We are born gullible. We adamantly believe in something until we are tricked really bad. Usually we always learn from our own mistakes, no use for others to talk some sense into us, to tell us their experiences, until we see it with our own eyes, we are sure, that whatever we do, must succeed. Be that a washing powder ad, the anti-wrinckles cream of our neigbor, diet plan, food supplement – especially if followed and preceded by photos, – or the alternative medicine offered by the Internet, which instantly cures cancer.
Speaking of Internet, a wonderful invention of our time, no doubt about it. Whatever we’re looking for, Google will know. The problem is, that most finds are not legitimate, but everyone accepts them without any second thoughts. Mostly, we search after medical solutions, as we don’t have time to wait at the doctors office, or are too ashamed of our problem, and won’t even ask for advice in the pharmacy. Fear not, social networks have all the answers. Most deal with the cure for cancer, which isn’t surprising, as it’s mostly deadly, radiotherapy is painful, has serious side effects, and in the end, no-one guarantees that it will work. So, we find solace in the thought that there are other successful solutions. The most popular presently are: Vitamin C, sweet wormwood, baking soda, ginger and honey, petroleum, sea cucumber, collodial gold, curcuma, origano, cayenne paprika and garlic, and the influence of positive thoughts (we also have a video presentation for the latter). There are naturally websites which promote and encourage a change of lifestyle, for us to leave our unhealthy habits, eat healthily and exercise regularly in nature, but we don’t really want to take that advice, they take time to have any effect, and we need results immediately, as we’re running a race against time. A lot believe in the garbage they read, and try it out, hoping to find the cure, nothing else has worked so far.

Record set:
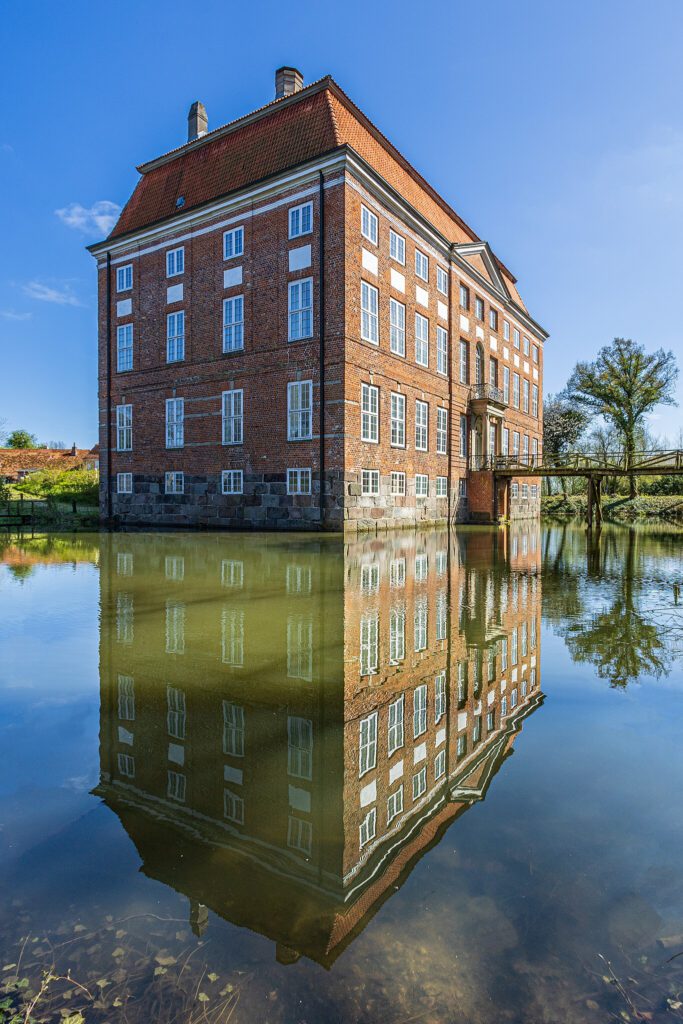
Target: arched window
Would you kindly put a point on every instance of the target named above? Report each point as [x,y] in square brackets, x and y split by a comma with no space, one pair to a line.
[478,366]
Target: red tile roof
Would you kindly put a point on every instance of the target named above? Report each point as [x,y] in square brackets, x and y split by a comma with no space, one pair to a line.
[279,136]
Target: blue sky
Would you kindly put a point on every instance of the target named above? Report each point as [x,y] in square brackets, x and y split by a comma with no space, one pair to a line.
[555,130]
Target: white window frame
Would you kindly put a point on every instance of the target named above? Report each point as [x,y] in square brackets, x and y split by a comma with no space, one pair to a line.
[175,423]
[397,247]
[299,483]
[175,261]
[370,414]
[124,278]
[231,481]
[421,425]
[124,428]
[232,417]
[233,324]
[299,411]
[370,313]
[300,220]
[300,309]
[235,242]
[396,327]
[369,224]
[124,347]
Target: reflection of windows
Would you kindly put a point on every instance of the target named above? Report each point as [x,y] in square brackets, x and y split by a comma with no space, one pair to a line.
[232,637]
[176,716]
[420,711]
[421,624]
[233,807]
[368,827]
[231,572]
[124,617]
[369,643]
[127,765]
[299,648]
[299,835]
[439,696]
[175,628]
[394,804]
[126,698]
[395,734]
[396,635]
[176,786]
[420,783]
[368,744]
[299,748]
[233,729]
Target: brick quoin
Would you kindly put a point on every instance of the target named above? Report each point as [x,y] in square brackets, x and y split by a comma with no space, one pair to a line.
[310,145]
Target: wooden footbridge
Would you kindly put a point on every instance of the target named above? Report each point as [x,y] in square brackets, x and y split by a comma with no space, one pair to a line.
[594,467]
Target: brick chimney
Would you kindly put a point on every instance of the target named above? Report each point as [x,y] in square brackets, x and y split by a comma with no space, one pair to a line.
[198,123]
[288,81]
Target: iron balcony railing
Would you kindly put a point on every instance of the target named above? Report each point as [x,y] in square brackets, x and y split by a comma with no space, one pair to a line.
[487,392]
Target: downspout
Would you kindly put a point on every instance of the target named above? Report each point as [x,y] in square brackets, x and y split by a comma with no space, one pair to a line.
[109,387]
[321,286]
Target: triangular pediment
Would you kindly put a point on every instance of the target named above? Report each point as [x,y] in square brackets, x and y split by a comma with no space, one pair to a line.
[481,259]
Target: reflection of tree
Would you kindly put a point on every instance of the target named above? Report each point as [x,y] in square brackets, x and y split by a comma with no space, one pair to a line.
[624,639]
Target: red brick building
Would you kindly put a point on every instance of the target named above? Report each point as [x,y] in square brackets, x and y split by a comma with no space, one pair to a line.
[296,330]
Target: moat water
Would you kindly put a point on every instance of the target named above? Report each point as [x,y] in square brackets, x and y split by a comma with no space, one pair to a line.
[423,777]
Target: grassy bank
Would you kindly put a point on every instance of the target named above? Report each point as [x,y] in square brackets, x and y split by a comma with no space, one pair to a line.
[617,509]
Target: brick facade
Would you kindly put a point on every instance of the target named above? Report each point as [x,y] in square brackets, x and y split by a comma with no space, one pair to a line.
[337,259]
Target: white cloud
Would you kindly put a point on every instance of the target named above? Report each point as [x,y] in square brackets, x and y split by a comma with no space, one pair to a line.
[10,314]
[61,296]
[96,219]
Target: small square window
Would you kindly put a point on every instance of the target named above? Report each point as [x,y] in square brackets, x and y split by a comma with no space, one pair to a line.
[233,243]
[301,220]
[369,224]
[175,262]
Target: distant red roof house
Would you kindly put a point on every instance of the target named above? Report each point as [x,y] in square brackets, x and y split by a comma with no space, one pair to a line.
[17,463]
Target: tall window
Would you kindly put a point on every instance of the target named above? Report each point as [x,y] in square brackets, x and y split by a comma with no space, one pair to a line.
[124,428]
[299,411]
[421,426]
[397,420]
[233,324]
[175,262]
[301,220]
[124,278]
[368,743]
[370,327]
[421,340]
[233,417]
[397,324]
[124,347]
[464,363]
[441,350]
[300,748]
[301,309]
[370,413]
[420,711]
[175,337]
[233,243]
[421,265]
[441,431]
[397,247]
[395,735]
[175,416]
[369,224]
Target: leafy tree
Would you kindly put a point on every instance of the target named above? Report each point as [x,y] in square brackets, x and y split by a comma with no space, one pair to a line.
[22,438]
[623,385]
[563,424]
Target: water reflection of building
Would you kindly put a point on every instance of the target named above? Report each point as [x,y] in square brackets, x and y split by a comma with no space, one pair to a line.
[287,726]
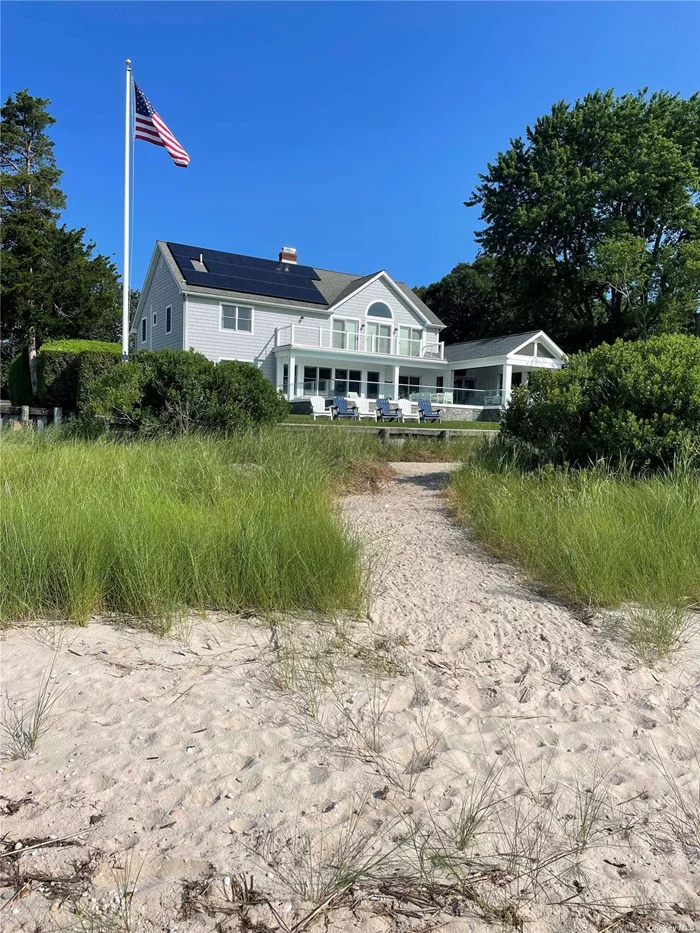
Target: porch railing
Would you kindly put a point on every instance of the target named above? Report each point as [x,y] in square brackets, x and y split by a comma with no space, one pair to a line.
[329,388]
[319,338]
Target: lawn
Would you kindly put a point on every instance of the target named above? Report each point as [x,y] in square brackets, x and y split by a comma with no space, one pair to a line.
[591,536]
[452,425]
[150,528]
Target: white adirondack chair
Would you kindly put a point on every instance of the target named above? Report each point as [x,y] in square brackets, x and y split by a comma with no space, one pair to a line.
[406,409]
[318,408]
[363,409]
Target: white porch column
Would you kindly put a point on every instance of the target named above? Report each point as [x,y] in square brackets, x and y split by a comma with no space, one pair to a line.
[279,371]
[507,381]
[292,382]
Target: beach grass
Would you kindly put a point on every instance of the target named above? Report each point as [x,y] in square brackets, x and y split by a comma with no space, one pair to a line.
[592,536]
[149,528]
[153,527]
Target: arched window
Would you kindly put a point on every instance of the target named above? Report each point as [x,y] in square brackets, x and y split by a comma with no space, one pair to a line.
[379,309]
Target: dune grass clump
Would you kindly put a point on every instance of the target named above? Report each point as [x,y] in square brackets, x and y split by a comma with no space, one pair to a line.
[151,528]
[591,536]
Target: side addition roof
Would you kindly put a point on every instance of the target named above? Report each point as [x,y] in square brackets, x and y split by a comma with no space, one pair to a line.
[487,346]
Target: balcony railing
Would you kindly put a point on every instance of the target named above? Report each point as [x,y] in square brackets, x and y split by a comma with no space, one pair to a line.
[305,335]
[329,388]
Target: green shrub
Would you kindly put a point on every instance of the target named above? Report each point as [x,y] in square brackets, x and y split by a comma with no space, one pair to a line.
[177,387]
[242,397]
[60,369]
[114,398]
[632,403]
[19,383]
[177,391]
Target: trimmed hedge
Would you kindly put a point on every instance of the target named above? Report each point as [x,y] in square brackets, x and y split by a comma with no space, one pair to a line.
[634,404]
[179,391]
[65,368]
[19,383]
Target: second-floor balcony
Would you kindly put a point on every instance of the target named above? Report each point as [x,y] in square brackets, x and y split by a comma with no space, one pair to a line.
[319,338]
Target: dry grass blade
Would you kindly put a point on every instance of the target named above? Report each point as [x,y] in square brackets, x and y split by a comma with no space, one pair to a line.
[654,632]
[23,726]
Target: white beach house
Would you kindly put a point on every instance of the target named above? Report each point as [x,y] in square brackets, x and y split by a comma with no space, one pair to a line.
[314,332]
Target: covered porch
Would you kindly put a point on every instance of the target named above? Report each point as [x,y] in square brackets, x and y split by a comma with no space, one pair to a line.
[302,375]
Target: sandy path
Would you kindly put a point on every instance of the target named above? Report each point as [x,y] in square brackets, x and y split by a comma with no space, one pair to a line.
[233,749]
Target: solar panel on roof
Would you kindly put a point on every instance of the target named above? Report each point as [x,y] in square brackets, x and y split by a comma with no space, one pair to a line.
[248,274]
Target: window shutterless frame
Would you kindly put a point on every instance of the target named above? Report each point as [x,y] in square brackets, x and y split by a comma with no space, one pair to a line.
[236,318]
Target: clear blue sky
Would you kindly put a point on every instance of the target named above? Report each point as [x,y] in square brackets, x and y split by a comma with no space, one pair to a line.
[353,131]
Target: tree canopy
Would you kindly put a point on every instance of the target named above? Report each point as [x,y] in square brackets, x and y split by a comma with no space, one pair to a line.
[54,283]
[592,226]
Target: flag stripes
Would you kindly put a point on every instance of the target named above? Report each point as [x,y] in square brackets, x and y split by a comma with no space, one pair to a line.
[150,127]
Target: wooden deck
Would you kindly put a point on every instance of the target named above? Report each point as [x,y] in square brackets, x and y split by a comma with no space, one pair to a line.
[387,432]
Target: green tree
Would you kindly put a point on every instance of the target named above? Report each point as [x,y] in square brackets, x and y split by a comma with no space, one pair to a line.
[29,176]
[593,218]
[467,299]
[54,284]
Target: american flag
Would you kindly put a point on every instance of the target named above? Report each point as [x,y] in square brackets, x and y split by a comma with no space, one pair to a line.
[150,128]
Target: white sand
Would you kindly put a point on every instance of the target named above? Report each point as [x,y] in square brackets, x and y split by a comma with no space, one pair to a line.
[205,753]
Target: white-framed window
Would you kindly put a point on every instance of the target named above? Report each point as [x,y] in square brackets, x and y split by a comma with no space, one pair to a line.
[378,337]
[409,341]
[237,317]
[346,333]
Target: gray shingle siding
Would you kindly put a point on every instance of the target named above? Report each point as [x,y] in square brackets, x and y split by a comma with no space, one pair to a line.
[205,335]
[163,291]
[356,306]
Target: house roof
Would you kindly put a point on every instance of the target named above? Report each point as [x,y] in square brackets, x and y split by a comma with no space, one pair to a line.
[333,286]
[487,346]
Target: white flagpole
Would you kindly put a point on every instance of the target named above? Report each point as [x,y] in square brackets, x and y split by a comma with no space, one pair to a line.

To do:
1 - Answer these questions about the essay on internet cancer cures:
(a) According to the opening paragraph, whose mistakes do we usually learn from?
(b) Which search engine does the essay say will know whatever we're looking for?
(c) Which of the listed popular solutions does the essay say also has a video presentation?
2 - Please continue the essay on internet cancer cures, writing on from its last sentence.

Outputs by task:
1 -
(a) Our own mistakes.
(b) Google.
(c) The influence of positive thoughts.

2 -
That’s how we are with other things too. Here’s the question of oil and fat. Since their appearance at the beginning of the 70s, refined cooking oils pushed out pig fat, proclaiming it a public enemy at the end of the 80s. Then it got rehabilitated after a couple of decades, and the feared substance is once more an every day ingredient. Meat is again being cooked in good old fat, which may not please animal rights activists, but environmentalists are the more happier, as cooking oils went down the drain in gallons on weekends.
Or: why is joghurt with additives better than the plain one? No-one knows, but we buy that, as everybody says that Bifidus Essensis (probiotic bacterial strains) are good for us. Generally, all “light” things are better than our traditional meal plan.
But why do we believe these, seemingly scientific things? Scientists have conducted research on this theme, and it so happens that ignorance is the base of gullibility. We are bombarded with so much information daily, that we’re unable to process it. It’s easier to accept things as they are, than to research on the topic.
Gullibility is fuelled by fear as well. The fear of the mysterious future has chased people to wizards, shamans and fortune tellers, who have always made a good living out of them. Fear of death makes us try things which are untested, hoping that it will bring the cure nonetheless.
Gullibility is also influenced by what we learned at home, how our parents educated us. Parents who believe in intuition, alternative medicine and spiritual healing, are more likely to have children who will believe in the same things, than to deduct conclusions from real time events and experiences.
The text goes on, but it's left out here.